Records shown.
<<<<
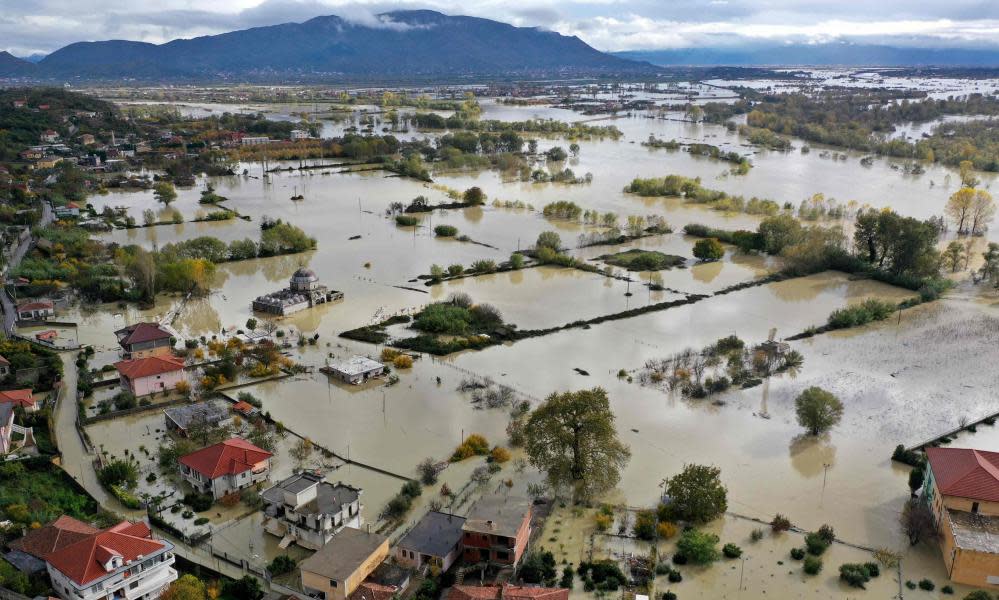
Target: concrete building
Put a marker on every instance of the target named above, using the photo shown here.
(308, 511)
(122, 562)
(435, 541)
(961, 488)
(355, 370)
(335, 571)
(303, 291)
(497, 529)
(142, 340)
(35, 310)
(225, 467)
(144, 376)
(181, 419)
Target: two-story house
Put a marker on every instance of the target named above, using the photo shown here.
(142, 340)
(225, 467)
(497, 529)
(309, 511)
(961, 488)
(122, 562)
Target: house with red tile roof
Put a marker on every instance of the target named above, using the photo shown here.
(144, 376)
(506, 592)
(23, 398)
(35, 310)
(225, 467)
(142, 340)
(961, 487)
(123, 561)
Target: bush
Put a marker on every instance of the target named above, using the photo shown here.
(816, 543)
(854, 575)
(813, 564)
(698, 546)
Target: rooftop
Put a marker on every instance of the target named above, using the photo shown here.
(436, 534)
(965, 473)
(355, 365)
(225, 458)
(498, 514)
(975, 531)
(149, 366)
(344, 554)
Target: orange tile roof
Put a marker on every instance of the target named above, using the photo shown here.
(82, 560)
(56, 535)
(225, 458)
(20, 397)
(965, 473)
(146, 367)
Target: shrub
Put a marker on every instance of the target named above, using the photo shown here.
(780, 523)
(815, 543)
(813, 564)
(854, 575)
(698, 546)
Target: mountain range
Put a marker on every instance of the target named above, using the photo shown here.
(402, 45)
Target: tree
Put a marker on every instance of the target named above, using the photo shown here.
(958, 208)
(571, 437)
(695, 494)
(474, 196)
(955, 256)
(818, 410)
(164, 192)
(917, 521)
(187, 587)
(708, 249)
(983, 210)
(548, 239)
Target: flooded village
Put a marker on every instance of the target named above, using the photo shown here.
(507, 341)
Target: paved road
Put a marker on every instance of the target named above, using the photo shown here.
(9, 313)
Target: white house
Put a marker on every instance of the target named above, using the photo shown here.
(123, 562)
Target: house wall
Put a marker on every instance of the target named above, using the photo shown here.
(143, 386)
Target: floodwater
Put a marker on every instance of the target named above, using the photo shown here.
(900, 382)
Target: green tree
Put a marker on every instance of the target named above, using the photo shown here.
(818, 410)
(708, 249)
(164, 192)
(572, 438)
(696, 494)
(698, 547)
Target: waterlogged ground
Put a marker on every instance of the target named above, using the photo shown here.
(901, 382)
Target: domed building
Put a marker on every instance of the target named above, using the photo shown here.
(303, 291)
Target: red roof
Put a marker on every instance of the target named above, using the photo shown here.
(20, 397)
(506, 592)
(965, 473)
(56, 535)
(141, 332)
(83, 561)
(225, 458)
(147, 367)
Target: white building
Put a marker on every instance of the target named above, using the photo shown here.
(122, 562)
(306, 510)
(355, 370)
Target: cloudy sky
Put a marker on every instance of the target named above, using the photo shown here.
(40, 26)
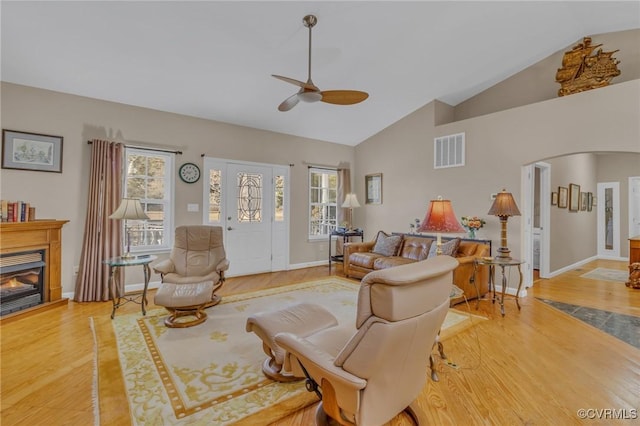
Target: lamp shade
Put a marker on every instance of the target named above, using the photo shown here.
(129, 208)
(504, 205)
(440, 218)
(350, 201)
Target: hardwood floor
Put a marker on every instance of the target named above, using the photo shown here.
(538, 366)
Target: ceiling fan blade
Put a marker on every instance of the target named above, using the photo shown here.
(295, 82)
(343, 97)
(289, 103)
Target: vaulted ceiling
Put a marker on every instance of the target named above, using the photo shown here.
(214, 59)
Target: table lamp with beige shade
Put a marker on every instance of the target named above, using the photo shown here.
(440, 218)
(504, 206)
(129, 209)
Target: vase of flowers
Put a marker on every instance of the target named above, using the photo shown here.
(472, 224)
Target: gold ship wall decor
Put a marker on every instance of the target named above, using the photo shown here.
(583, 70)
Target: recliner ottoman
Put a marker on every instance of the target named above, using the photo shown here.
(302, 319)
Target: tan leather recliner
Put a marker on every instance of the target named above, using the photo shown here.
(197, 256)
(370, 373)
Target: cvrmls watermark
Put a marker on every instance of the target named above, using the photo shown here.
(608, 413)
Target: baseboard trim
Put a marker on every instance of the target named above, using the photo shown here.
(308, 264)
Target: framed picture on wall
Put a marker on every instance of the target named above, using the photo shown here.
(373, 188)
(563, 197)
(31, 151)
(584, 201)
(574, 197)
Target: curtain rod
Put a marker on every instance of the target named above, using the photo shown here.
(320, 166)
(148, 149)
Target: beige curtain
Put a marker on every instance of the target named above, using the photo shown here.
(102, 236)
(344, 187)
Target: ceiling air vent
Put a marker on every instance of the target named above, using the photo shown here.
(448, 151)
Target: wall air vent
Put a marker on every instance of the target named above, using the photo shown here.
(448, 151)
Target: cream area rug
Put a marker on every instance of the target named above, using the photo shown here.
(607, 275)
(211, 373)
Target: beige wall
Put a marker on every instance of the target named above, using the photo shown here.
(568, 226)
(504, 134)
(498, 145)
(537, 83)
(78, 119)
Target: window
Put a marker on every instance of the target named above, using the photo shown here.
(323, 190)
(278, 202)
(215, 196)
(149, 177)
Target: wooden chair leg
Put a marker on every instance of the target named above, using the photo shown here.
(330, 403)
(416, 413)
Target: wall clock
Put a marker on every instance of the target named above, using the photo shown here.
(189, 173)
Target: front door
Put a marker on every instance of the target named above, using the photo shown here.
(248, 218)
(608, 212)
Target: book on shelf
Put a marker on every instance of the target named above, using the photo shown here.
(16, 211)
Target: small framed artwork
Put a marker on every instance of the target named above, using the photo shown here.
(31, 151)
(574, 197)
(563, 197)
(373, 188)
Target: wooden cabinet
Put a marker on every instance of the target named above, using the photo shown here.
(634, 249)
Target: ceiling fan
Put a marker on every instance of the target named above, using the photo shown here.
(309, 92)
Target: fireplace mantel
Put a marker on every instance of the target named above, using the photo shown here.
(37, 235)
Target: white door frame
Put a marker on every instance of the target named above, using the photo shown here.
(528, 188)
(603, 252)
(634, 206)
(279, 230)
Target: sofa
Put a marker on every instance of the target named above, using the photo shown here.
(389, 250)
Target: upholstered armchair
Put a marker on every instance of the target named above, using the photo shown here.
(370, 373)
(197, 256)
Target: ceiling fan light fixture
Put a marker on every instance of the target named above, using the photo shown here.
(310, 96)
(309, 92)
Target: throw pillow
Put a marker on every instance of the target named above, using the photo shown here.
(450, 248)
(387, 245)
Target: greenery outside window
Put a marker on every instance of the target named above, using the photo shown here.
(323, 209)
(149, 177)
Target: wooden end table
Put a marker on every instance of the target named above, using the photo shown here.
(116, 287)
(503, 263)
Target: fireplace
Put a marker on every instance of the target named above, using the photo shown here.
(21, 281)
(41, 242)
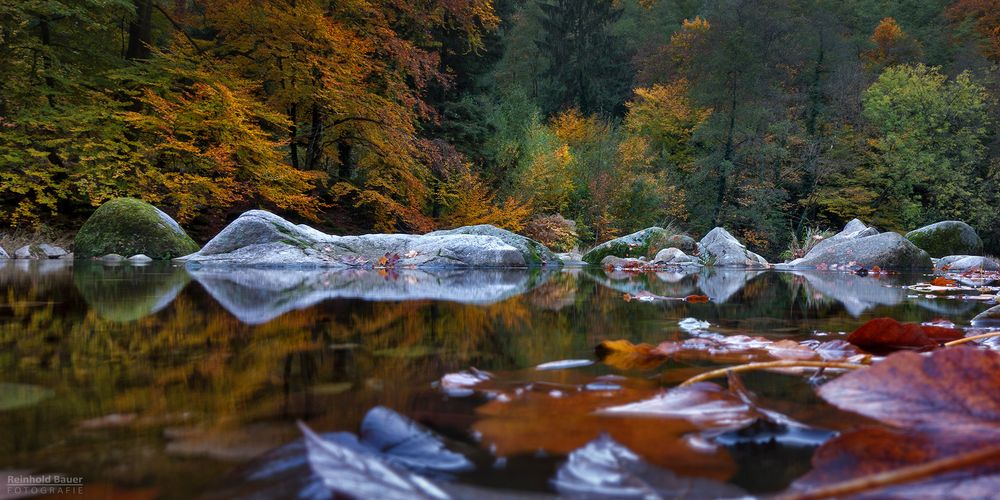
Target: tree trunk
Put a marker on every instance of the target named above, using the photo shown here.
(140, 31)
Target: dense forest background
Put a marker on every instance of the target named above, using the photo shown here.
(567, 117)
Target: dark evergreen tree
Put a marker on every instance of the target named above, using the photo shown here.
(588, 68)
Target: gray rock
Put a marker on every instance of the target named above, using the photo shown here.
(853, 230)
(262, 239)
(535, 253)
(888, 251)
(25, 252)
(52, 251)
(950, 237)
(724, 250)
(645, 243)
(967, 262)
(112, 258)
(674, 256)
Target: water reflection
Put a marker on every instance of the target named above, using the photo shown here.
(135, 377)
(256, 296)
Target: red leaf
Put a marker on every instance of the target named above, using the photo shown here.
(886, 334)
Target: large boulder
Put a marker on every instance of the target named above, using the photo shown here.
(535, 253)
(262, 239)
(950, 237)
(722, 249)
(128, 226)
(645, 243)
(886, 250)
(852, 231)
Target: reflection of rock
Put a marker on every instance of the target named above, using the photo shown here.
(257, 296)
(667, 284)
(263, 240)
(856, 293)
(947, 307)
(127, 293)
(721, 284)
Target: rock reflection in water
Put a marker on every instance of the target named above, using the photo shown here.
(856, 293)
(256, 296)
(126, 292)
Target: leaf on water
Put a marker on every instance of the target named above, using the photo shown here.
(624, 355)
(356, 473)
(882, 335)
(564, 364)
(606, 469)
(942, 404)
(558, 418)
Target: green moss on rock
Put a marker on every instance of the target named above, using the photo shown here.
(947, 238)
(128, 226)
(645, 243)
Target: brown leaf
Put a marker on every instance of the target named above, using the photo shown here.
(943, 404)
(953, 388)
(882, 335)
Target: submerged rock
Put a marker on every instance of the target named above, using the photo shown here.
(950, 237)
(885, 250)
(966, 263)
(128, 226)
(261, 239)
(722, 249)
(645, 243)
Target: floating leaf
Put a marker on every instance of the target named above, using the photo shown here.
(606, 469)
(943, 404)
(886, 334)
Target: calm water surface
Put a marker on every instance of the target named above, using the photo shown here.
(158, 382)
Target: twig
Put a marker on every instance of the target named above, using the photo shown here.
(768, 365)
(970, 339)
(898, 476)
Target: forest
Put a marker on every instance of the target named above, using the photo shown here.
(577, 120)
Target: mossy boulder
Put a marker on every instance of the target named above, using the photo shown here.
(644, 244)
(534, 252)
(128, 226)
(950, 237)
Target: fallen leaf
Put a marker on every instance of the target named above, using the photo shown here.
(882, 335)
(941, 405)
(606, 469)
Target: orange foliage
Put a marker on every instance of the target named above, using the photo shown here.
(985, 17)
(892, 45)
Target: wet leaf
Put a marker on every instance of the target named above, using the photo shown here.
(606, 469)
(549, 417)
(942, 404)
(882, 335)
(357, 473)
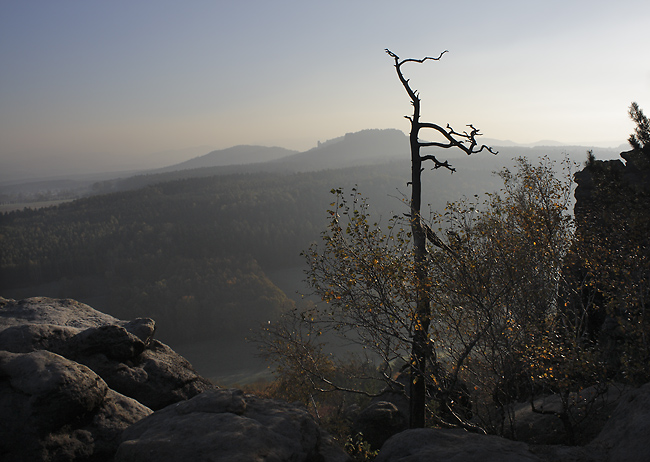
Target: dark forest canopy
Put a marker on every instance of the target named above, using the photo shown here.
(167, 245)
>>>>
Quote, please, only the lines running from the one with "Target: calm water surface" down to the final line of the data above, keeping both ends and skipping the pictures.

Target: calm water surface
Put a marker on every instance of the target named above, using the photo shown here.
(158, 382)
Target: twig
Put a marker on every instance of the target named above, using the photo shown here.
(768, 365)
(970, 339)
(898, 476)
Target: forest
Put a marker on every instance of the target named above, using the photo shown here.
(577, 120)
Target: mossy boulder
Put a marker on every instance of the target named above, using the photo shown here.
(644, 244)
(534, 252)
(128, 226)
(950, 237)
Target: fallen leaf
Put a marker on every instance of the target named above, using the photo shown here.
(882, 335)
(941, 405)
(606, 469)
Target: orange foliage
Put a marker on every instance of the target named above, using the photo shown here.
(985, 17)
(892, 45)
Target: wet leaf
Put a marker on every instance of the target named above, using the photo shown here.
(606, 469)
(549, 417)
(942, 404)
(882, 335)
(357, 473)
Target: dark forest canopy
Put a marker on every instance of the target named above, using the photo shown here.
(167, 245)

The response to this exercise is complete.